● TEXT PASSAGE:
------------------------

The amplitude (Y-axis) is limited to 80 N in order to better identify low intensity amplitudes. The spindle speed-dependent excitation frequency 20 Hz (1200 RPM) and its higher harmonics can be identified. The parameter difference between the samples is a 0.1-mm increase in plunge depth, avoiding the void defect formation found in a). The amplitude below the excitation frequency gives no indication towards the defect formation. The frequency bands 100–1000 Hz and 1000–10,000 Hz were examined for all three spatial directions and no clear correlation between increased or decreased oscillation intensity and weld seam features could be found. This includes careful examinations of increased intensity around frequencies close to the identified natural frequencies of the machine and testing setup.

As the analysis of the frequency domain yielded no expedient results, investigations were continued in the time domain, examining dynamic process force components based on prior publications and research. According to [8], a correlation between the mean average lateral force (Y-axis) and void defect formation exists. The influence of the lateral force shift towards the advancing side is examined in Table 3 for welds performed with the stated parameters using tool 1.

Table 3 Influence of average lateral force on void defect formation

Over the range of tested parameters, no correlation of mean average lateral force and void defect formation can be found. The average lateral force generally inversely correlates with specific energy input [J/mm] but shows no significant variation during defect formation. The lateral force amplitude cannot be used to identify void defects either as it does not correlate with any given parameters. It can be used as an indicator for excessive flash, as with increasing flash the amplitude drops by up to 30%.

[2] graphed the axial force over spindle torque to identify weld seam features. Smooth, uniform graphs indicate sound welds, whereas scattered plots indicate defects. Based on this approach, the force graphs of all welds performed during the investigation were mapped for the three possible force combinations. Figure 7 shows exemplary graphs for two samples. In the graphs, 0.5 s of data are mapped and the uniformity of the graphs corresponds well with weld quality.

------------------------

● GIVEN INFORMATION:
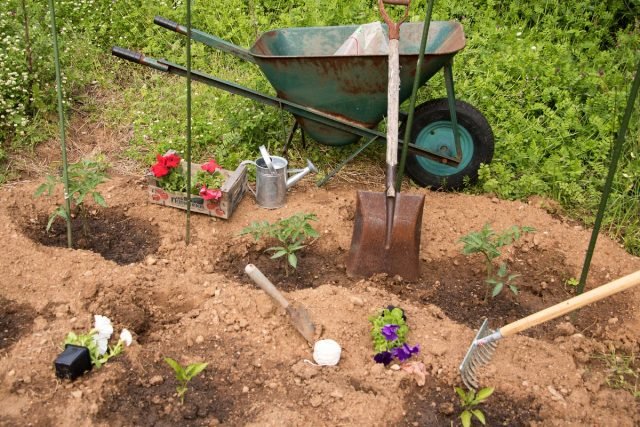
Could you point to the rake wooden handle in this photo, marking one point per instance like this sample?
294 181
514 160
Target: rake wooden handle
572 304
265 284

------------------------

● TASK DESCRIPTION: Pick up the passage on process forces and weld defects after its final sentence and carry it forward.

● OUTPUT FOR THIS EXERCISE:
Fig. 7
figure 7

Graphed force relationships, red (Fx⬌Fy), yellow (Fz⬌Fy), and blue (Fz⬌Fx) for a sample with void defect (46) and a sound weld (48)

The scattered graphs for sample 46 indicate void defect formation, which was confirmed by the cross-section examination. The clearest indication is given through the feed force (Fx) over lateral force (Fy) graphing. When graphed three-dimensionally, the time-dependent variation can be visualized and the defect formation located. For sample 46, varying distances between force oscillations can be identified for the defective weld regions. Based on the identified correlation, a detection algorithm was developed. The algorithm identifies each tool revolution and separates the measurement data accordingly. The extracted signal is shifted by up to ± 0.5% minimizing the difference to account for offset of measurement rate and excitation frequency. Subsequently, the force data of each spatial direction is subtracted from itself with a shift of one period (one tool revolution) calculating the force difference for each discrete measurement point at the measurement rate of 20 kHz and logging the results. An exemplary depiction of the operation and results is shown in Fig. 8. Along with the dynamic force variation, the phase difference and shift are also analyzed. Phase shift is determined for every force signal and every revolution by calculating the necessary shift to minimize force difference per revolution and expressing the resulting fraction in degrees of phase shift. The phase difference between two force signals is calculated by evaluating the phase difference of the best sinusoidal fit for each revolution.

Fig. 8
figure 8

Graph of Z-force difference over six revolutions with a one revolution time shift

All spatial forces, phase shifts and combinations result in nine different graphs for each weld. An example of all resulting graphs for a weld with void formation is shown in Fig. 9.

Fig. 9
figure 9

Output of analysis algorithm; 1. Force deviation, 2. Phase shift within force signal, 3. Phase shift between two force signals

Phase difference between two force signals is constant as varying influences are seen with little variance over all force signals. The phase shift for each signal generally corresponds with defect initiation, but cannot be used as a reliable indicator as the shift is usually minimal and rarely exceeds 1°. While it correlates with defect initiation, the phase shift offers little indication to defect persistence. The deviation in the force signal offers the clearest correlation and time-dependent indication of defect formation. While all three force signals oscillate with spindle frequency and often show disturbances due to defect formation, only the feed force adequately determined void formation through force deviation per revolution. For this defining metric, a force deviation threshold was identified for each of the used tools. Furthermore, for the thread-less tool 1 a secondary threshold was identified to determine flash formation. Due to the tool shoulder diameter and the resulting forces as well as the altered material flow induced by the thread, the identification threshold and determination accuracy vary between the investigated tools.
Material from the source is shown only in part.